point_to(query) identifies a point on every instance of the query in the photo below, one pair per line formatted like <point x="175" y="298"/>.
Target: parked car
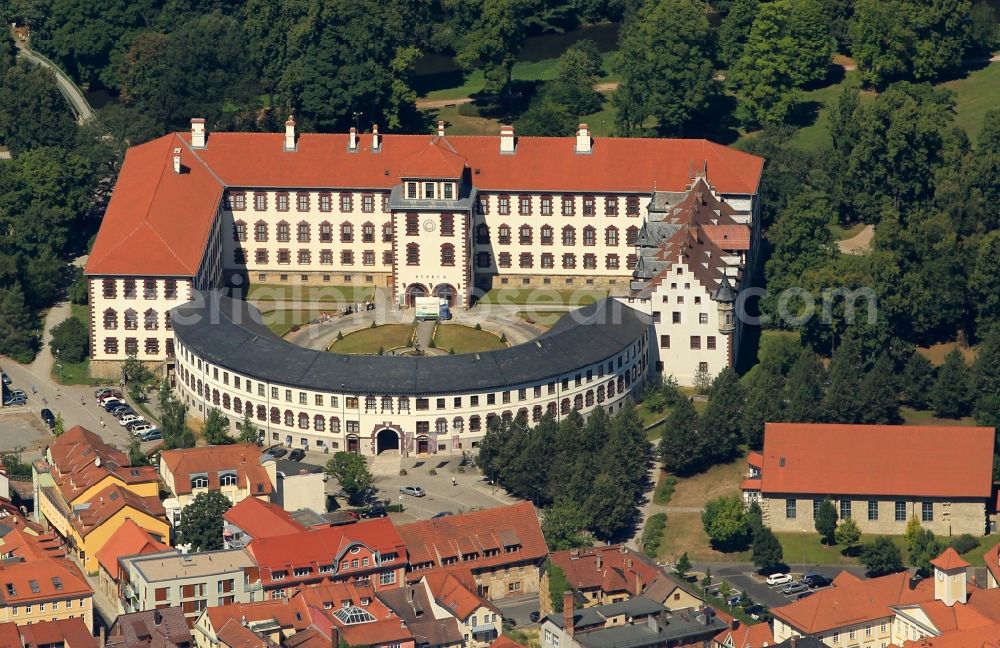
<point x="795" y="588"/>
<point x="779" y="579"/>
<point x="373" y="511"/>
<point x="816" y="580"/>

....

[PROBLEM REQUIREMENTS] Output every line of the entries above as a JSON array of strings, one string per line. Omit blank lines and leave out the pictures.

[SOLUTION]
[
  "point_to(query) identifies a point on every instance of the query in the photo below, one pair per line formatted like <point x=\"175\" y=\"298\"/>.",
  "Target: parked car",
  "<point x=\"795\" y=\"588\"/>",
  "<point x=\"779\" y=\"579\"/>",
  "<point x=\"373\" y=\"511\"/>",
  "<point x=\"816\" y=\"580\"/>"
]